[Excerpts of location labeling rows]

........

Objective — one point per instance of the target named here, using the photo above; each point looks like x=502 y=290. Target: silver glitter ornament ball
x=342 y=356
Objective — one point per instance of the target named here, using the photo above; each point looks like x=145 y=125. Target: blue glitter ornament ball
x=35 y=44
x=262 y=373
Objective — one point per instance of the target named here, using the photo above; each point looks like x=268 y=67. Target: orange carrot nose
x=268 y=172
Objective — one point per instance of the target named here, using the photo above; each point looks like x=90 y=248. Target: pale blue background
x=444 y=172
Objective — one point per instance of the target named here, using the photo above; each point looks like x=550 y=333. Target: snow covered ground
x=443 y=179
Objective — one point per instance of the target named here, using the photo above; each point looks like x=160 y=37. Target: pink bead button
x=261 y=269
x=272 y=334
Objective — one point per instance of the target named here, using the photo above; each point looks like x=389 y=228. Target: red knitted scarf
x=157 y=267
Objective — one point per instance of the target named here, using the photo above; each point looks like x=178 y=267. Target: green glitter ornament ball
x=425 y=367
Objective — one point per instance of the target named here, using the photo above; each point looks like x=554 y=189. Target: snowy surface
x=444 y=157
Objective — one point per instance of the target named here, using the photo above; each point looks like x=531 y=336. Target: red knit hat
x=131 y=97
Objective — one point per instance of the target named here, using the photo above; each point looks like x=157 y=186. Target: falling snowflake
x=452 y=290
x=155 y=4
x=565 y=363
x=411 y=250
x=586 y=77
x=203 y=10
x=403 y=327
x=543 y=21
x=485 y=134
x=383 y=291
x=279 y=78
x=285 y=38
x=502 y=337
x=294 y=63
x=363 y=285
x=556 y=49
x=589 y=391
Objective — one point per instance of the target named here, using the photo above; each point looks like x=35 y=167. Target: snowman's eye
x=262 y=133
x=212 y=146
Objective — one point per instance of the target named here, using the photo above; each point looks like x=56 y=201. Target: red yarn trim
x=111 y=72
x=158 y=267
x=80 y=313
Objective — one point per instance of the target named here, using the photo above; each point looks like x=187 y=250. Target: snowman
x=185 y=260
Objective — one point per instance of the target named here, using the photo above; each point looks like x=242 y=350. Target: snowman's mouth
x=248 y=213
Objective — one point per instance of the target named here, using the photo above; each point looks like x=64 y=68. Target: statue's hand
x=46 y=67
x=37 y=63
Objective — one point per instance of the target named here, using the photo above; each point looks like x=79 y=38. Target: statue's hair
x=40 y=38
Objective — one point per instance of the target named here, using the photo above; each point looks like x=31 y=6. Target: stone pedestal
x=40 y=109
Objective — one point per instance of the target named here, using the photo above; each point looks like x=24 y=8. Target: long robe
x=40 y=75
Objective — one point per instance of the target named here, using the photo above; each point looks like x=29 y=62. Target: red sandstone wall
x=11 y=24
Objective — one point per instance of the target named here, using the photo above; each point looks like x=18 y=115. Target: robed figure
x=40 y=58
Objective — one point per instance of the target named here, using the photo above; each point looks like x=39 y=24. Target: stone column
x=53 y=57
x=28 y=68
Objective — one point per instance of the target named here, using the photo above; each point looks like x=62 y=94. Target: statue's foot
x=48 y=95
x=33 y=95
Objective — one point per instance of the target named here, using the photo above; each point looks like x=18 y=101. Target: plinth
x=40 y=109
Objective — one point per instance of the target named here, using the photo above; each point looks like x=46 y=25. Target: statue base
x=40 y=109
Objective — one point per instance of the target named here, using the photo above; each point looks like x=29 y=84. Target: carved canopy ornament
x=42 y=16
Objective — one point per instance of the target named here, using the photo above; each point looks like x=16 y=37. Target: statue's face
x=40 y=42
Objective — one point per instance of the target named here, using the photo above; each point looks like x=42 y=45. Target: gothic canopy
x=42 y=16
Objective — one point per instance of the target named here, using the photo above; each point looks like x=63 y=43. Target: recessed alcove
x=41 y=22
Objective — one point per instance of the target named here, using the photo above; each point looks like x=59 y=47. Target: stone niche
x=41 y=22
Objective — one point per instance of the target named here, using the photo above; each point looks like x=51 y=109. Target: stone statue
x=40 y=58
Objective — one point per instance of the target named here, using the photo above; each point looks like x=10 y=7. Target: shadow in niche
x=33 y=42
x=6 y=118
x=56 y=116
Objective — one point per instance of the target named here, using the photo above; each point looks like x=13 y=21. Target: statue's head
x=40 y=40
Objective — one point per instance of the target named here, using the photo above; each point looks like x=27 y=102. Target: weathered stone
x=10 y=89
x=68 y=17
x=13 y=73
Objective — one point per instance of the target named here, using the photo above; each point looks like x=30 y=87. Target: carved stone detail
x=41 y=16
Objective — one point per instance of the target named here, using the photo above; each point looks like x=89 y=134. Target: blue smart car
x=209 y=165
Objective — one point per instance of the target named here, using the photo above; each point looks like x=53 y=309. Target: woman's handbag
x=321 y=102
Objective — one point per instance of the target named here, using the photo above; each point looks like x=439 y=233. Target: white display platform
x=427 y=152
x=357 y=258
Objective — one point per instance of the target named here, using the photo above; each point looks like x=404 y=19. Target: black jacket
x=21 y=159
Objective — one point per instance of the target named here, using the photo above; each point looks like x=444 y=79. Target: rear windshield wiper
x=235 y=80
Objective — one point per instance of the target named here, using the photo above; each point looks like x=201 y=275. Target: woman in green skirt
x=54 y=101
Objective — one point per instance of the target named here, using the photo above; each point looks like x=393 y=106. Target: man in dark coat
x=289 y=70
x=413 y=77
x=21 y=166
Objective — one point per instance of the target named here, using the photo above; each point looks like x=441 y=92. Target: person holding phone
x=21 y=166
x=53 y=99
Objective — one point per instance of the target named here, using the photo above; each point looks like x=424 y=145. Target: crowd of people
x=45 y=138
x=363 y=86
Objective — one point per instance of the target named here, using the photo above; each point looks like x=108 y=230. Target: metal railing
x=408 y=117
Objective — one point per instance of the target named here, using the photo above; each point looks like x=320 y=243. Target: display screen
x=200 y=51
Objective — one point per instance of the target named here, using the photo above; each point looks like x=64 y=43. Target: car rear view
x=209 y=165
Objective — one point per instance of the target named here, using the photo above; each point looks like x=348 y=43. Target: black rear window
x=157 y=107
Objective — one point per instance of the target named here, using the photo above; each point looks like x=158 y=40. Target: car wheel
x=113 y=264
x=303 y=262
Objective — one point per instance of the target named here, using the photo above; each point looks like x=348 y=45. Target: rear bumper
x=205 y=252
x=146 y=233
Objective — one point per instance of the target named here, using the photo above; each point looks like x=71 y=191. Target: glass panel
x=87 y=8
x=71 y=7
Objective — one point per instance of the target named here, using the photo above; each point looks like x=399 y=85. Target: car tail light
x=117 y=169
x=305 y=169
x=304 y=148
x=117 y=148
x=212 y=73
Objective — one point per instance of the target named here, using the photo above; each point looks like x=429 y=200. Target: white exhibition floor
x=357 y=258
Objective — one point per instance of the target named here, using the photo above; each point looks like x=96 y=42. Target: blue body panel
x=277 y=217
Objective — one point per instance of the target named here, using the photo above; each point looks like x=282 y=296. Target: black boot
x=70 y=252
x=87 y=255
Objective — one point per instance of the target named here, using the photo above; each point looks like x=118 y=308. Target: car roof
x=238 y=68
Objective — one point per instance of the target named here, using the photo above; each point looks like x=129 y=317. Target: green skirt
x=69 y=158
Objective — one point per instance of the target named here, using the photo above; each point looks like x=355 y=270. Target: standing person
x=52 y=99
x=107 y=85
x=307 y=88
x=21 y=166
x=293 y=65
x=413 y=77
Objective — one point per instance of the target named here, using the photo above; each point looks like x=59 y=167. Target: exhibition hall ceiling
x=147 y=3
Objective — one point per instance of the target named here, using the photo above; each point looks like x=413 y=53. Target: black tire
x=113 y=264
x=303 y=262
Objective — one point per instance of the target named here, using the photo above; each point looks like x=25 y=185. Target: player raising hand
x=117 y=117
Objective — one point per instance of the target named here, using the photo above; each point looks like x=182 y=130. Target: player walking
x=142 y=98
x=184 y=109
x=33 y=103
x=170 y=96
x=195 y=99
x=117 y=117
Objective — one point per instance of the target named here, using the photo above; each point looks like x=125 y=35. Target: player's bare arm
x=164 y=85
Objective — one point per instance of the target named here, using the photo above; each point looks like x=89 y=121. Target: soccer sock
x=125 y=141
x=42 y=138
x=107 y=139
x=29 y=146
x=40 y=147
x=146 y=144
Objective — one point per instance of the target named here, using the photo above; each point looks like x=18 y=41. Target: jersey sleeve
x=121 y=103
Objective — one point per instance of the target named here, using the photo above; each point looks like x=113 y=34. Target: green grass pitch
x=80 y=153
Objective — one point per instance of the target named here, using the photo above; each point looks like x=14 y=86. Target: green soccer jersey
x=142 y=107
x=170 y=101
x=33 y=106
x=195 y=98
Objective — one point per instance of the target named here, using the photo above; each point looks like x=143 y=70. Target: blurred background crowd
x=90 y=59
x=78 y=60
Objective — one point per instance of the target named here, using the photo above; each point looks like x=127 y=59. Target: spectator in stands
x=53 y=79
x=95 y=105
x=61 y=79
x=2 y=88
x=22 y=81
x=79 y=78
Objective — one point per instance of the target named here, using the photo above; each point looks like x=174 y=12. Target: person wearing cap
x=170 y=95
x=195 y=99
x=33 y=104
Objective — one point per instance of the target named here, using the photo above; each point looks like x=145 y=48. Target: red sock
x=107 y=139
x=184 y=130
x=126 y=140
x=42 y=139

........

● Instructions for the task: Copy out the rows verbatim, starting with the very first row and ending after the row that contains "x=262 y=373", with both of those rows included.

● Finished exercise:
Objective — one point per instance of the target named here, using the photo above; each point looks like x=502 y=290. Target: silver glitter ornament ball
x=342 y=356
Objective — one point per instance of the target named here, using the photo above; each point looks like x=145 y=125. Target: blue glitter ornament ball
x=35 y=44
x=262 y=373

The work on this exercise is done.